As a composer working with alternate tuning systems the appeal of Partch's work with just intonation is obvious. But this doesn't take into account the full magnetism of Partch's larger aesthetic. His life story in and of itself takes on mythical proportions as it resonates with my own sensibilities.

After reading "The Sonic Search for Kolob: Mormon Cosmology and the Music of LaMonte Young" by Jeremy Grimshaw I began to develop a new concept of Partch as a unique heroic figure. Part of the article comments on the "phenomenon" of "lapsed" Mormon composers being so strongly drawn to just intonation theory. Being one of these composers I began to see some strong parallels between the figures of Partch and Joseph Smith.

Growing up Mormon means hearing the Joseph Smith story many times. As a young man Joseph Smith was troubled by the variety of conflicting religions and decides to pray in a quiet wooded area to ask God for a direct answer. He is then visited by the father and son and learns that none of them are true. With the aid of direct revelations and celestial visitations Smith then restores the "true" religion to the world in a life marked by persecution, controversy and martyrdom.
───
Extract the full essay above on Harry Partch and Joseph Smith, reproducing every word and punctuation mark without change.

Coordinate labeling data
───
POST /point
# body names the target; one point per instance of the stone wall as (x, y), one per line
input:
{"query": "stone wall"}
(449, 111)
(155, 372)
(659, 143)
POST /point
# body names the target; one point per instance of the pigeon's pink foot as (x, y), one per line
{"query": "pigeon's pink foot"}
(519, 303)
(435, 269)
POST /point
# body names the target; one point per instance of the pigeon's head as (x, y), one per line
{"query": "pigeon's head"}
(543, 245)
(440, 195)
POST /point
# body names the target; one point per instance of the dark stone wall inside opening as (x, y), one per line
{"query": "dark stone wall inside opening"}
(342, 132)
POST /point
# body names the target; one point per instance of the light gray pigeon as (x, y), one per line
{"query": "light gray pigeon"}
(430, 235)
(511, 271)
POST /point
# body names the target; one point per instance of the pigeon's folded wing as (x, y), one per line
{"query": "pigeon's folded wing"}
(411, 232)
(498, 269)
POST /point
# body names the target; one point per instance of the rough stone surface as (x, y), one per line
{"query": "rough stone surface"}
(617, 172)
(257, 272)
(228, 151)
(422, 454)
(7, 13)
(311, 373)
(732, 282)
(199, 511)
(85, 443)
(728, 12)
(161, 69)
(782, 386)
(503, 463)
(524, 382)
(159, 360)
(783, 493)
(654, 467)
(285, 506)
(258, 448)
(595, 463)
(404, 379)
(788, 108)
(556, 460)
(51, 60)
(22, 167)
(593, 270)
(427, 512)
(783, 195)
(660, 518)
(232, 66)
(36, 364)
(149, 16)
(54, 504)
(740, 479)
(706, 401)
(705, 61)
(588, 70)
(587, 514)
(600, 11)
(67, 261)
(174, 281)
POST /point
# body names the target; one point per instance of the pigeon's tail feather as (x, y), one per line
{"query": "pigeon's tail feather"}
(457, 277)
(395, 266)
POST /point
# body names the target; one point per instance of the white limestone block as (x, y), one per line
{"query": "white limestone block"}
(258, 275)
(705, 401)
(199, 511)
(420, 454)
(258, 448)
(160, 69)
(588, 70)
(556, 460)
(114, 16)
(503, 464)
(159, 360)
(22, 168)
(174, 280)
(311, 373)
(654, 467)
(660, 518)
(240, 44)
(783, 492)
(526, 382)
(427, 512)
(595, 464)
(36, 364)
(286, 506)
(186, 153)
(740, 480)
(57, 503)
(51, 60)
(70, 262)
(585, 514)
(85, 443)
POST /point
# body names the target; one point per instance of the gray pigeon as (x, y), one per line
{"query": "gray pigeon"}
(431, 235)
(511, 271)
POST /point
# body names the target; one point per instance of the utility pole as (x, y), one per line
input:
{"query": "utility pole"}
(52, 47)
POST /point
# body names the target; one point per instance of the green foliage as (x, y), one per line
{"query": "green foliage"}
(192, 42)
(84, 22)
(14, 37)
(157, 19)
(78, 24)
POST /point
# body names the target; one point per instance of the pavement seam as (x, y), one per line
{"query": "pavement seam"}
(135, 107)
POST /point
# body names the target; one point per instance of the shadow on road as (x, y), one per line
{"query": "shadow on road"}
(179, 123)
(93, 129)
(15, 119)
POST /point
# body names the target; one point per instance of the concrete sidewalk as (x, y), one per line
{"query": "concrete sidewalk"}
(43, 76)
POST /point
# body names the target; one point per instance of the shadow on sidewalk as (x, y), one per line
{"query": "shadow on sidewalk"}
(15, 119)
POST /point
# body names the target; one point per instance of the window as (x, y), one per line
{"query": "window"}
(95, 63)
───
§ **Reply to the task**
As a composer working with alternate tuning systems the appeal of Partch's work with just intonation is obvious. But this doesn't take into account the full magnetism of Partch's larger aesthetic. His life story in and of itself takes on mythical proportions as it resonates with my own sensibilities.

After reading "The Sonic Search for Kolob: Mormon Cosmology and the Music of LaMonte Young" by Jeremy Grimshaw I began to develop a new concept of Partch as a unique heroic figure. Part of the article comments on the "phenomenon" of "lapsed" Mormon composers being so strongly drawn to just intonation theory. Being one of these composers I began to see some strong parallels between the figures of Partch and Joseph Smith.

Growing up Mormon means hearing the Joseph Smith story many times. As a young man Joseph Smith was troubled by the variety of conflicting religions and decides to pray in a quiet wooded area to ask God for a direct answer. He is then visited by the father and son and learns that none of them are true. With the aid of direct revelations and celestial visitations Smith then restores the "true" religion to the world in a life marked by persecution, controversy and martyrdom.